> [The task]
Rewrite the lines from the line with "Can you find the stone" through the end, switching "single line" to "one line" and leaving everything else unchanged.

> [Material provided]
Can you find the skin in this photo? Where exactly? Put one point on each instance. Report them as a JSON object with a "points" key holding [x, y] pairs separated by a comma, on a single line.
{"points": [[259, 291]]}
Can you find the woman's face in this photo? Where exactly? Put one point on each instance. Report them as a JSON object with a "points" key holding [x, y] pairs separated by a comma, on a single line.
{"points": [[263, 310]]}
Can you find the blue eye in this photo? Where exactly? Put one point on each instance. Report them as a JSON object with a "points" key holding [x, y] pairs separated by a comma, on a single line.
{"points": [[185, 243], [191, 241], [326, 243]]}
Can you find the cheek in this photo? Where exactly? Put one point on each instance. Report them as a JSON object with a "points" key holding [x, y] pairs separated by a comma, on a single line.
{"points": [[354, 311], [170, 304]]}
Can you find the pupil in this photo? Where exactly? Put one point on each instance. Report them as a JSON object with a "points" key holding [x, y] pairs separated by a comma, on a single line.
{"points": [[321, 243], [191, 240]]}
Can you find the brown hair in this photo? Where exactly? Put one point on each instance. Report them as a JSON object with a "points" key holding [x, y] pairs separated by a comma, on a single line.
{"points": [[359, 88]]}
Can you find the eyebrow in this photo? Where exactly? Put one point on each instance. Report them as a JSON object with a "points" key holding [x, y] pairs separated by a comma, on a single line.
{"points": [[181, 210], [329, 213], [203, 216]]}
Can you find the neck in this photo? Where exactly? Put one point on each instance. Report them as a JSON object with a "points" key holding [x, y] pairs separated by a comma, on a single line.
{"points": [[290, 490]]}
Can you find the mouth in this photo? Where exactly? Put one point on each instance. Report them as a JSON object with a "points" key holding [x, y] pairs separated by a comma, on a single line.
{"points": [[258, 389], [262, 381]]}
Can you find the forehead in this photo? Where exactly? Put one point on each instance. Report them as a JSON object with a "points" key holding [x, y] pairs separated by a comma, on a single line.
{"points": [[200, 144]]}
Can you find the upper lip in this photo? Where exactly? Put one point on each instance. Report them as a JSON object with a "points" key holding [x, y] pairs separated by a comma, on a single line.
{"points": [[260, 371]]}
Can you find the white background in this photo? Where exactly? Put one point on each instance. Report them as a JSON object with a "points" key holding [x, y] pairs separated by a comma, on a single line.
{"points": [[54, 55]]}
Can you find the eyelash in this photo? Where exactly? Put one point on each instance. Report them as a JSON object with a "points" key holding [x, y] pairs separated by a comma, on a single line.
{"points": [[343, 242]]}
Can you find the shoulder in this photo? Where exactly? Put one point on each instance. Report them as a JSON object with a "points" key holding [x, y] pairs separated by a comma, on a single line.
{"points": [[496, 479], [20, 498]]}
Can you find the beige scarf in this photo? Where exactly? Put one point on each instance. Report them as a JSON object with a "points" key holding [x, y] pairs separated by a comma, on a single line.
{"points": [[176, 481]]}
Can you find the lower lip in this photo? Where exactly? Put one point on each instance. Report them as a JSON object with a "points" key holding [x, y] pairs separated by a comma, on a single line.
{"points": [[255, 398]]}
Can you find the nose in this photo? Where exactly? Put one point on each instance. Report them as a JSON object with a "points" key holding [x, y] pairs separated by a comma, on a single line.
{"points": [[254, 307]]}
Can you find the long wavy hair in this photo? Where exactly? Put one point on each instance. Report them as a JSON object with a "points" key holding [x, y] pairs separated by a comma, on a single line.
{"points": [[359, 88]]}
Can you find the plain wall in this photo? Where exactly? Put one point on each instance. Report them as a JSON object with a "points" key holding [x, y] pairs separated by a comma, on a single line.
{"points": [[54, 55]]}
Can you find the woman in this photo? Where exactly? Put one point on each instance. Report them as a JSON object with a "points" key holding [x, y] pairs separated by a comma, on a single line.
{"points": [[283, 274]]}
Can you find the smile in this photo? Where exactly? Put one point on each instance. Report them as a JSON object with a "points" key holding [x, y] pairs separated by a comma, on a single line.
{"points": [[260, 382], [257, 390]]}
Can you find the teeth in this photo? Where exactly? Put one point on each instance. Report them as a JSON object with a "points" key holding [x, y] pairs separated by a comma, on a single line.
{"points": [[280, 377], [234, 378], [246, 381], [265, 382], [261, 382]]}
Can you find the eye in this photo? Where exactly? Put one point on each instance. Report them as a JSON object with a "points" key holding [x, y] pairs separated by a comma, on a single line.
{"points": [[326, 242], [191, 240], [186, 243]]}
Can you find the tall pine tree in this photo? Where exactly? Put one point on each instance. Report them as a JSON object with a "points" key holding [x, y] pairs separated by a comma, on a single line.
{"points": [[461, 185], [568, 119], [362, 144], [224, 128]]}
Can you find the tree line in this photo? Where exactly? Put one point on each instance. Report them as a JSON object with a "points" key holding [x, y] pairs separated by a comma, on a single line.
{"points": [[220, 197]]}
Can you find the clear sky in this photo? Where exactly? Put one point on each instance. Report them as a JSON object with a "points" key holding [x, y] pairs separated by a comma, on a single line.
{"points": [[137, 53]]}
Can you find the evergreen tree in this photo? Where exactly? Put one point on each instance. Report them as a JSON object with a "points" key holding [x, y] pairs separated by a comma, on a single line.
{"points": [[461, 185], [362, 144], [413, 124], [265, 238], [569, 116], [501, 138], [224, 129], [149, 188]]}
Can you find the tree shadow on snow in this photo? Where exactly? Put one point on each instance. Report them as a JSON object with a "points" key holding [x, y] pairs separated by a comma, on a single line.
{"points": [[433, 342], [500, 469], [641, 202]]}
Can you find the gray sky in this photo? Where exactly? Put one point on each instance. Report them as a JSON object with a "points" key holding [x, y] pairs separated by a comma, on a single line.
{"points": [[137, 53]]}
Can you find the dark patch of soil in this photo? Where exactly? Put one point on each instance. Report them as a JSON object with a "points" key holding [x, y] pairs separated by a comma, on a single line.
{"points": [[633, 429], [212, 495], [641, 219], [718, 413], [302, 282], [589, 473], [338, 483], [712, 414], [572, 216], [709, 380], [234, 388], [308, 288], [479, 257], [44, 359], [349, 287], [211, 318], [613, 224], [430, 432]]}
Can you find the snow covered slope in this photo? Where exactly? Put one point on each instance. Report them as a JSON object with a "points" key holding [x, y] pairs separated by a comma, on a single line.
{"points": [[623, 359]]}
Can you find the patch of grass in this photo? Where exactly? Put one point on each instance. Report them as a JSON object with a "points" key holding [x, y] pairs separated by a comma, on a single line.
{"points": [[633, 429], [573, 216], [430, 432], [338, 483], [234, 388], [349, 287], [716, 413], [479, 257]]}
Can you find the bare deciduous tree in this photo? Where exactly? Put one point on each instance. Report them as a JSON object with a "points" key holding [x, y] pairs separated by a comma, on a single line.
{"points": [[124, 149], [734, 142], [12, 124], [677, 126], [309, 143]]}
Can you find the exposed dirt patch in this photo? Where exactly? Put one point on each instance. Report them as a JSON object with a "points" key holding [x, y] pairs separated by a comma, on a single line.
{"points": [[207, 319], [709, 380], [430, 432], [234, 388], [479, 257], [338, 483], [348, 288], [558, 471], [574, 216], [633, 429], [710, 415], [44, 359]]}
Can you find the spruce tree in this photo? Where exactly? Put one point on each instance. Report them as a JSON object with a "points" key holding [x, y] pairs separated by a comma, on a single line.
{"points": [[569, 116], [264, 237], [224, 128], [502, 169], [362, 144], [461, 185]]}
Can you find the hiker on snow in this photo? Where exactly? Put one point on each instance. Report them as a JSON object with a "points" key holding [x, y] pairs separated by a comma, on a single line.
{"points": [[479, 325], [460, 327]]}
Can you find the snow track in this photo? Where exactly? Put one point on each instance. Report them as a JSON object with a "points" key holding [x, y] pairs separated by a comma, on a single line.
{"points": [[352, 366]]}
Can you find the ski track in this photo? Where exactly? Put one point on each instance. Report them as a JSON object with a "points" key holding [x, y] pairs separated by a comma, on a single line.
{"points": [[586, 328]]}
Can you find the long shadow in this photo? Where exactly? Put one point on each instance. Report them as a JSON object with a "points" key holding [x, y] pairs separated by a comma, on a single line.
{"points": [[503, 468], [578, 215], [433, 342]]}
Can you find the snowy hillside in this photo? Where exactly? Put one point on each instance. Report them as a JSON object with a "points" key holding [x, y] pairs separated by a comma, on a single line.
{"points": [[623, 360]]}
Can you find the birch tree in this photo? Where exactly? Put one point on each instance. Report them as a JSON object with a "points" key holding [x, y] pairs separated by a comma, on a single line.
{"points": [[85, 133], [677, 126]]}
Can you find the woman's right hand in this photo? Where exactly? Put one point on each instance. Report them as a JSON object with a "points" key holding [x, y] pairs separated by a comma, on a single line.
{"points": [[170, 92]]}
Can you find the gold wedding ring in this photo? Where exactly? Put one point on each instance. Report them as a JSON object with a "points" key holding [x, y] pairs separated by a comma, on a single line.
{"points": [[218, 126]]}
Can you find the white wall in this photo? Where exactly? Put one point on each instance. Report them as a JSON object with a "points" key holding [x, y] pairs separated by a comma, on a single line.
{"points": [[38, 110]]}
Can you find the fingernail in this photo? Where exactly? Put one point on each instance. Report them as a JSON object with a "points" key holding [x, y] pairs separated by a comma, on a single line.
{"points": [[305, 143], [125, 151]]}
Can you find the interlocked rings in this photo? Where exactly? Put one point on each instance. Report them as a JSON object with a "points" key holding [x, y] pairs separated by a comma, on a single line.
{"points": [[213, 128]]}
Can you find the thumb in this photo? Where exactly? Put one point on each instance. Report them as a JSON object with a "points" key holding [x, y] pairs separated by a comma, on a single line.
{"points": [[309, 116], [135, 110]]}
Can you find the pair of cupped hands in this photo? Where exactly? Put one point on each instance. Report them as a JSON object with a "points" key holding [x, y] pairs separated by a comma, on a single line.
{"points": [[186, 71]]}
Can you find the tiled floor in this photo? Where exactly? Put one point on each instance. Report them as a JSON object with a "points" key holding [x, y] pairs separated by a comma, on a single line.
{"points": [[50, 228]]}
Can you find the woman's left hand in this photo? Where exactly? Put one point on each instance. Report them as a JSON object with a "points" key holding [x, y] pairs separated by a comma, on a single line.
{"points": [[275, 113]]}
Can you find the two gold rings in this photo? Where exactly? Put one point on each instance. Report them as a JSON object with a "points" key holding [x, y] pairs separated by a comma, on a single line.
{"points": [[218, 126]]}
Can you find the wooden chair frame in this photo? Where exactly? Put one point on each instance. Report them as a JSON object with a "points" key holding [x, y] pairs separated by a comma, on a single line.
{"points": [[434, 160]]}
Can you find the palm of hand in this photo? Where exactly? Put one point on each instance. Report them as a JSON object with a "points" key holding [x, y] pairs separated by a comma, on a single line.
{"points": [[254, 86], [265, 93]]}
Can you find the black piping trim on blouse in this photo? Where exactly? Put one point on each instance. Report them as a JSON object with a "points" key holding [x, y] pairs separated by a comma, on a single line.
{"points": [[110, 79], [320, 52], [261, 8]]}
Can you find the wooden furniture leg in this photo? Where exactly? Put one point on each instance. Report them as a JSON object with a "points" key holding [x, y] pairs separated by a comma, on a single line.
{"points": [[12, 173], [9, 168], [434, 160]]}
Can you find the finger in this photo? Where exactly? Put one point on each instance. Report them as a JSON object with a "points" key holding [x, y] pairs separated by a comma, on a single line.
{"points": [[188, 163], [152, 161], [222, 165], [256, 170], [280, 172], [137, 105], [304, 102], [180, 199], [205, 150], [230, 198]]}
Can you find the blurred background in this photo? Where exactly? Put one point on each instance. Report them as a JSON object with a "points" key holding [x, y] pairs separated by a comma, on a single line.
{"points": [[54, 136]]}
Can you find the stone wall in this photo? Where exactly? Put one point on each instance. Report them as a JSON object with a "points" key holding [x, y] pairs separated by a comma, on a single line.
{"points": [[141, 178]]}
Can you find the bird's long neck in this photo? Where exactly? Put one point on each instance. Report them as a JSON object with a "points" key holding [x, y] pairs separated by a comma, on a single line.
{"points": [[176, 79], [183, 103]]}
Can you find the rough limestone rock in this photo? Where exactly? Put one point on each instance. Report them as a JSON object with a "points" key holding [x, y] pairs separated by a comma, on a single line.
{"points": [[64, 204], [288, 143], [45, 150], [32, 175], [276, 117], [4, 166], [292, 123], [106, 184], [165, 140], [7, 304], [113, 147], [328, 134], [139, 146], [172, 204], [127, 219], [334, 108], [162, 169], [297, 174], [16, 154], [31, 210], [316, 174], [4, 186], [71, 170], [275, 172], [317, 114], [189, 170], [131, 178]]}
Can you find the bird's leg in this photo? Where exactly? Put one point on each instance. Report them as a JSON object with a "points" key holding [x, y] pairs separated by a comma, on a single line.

> [Response]
Can you find the stone wall in this photo? Where exactly? Put one point on each instance. Report them as a JSON object with a "points" key holding [x, y] pairs separated by a comma, on a one line.
{"points": [[141, 178]]}
Can you find the bird's long neck in this photo? Where exactly? Put one point on each instance. Report them as a JSON object with a "points" key holding [x, y] pairs separated by a comma, on a one line.
{"points": [[176, 79], [183, 103]]}
Can you find the rough limestone rock in this photo? Where exactly? Put one point on each instance. Report them as a JSON object with a "points" key holding [x, y] pairs separated by a comma, on a one line.
{"points": [[64, 204], [288, 143], [45, 150], [32, 175], [276, 117], [4, 166], [292, 123], [106, 184], [165, 140], [7, 304], [113, 147], [328, 134], [139, 146], [172, 204], [127, 219], [334, 108], [162, 169], [297, 174], [16, 154], [31, 210], [316, 174], [4, 186], [71, 170], [275, 172], [317, 114], [189, 170], [131, 178]]}
Can you find the bird's leg in this photo? Where exactly? Put one point on each instance. Report them as a JSON object with a "points" key holding [x, y] pairs separated by a comma, on a one line.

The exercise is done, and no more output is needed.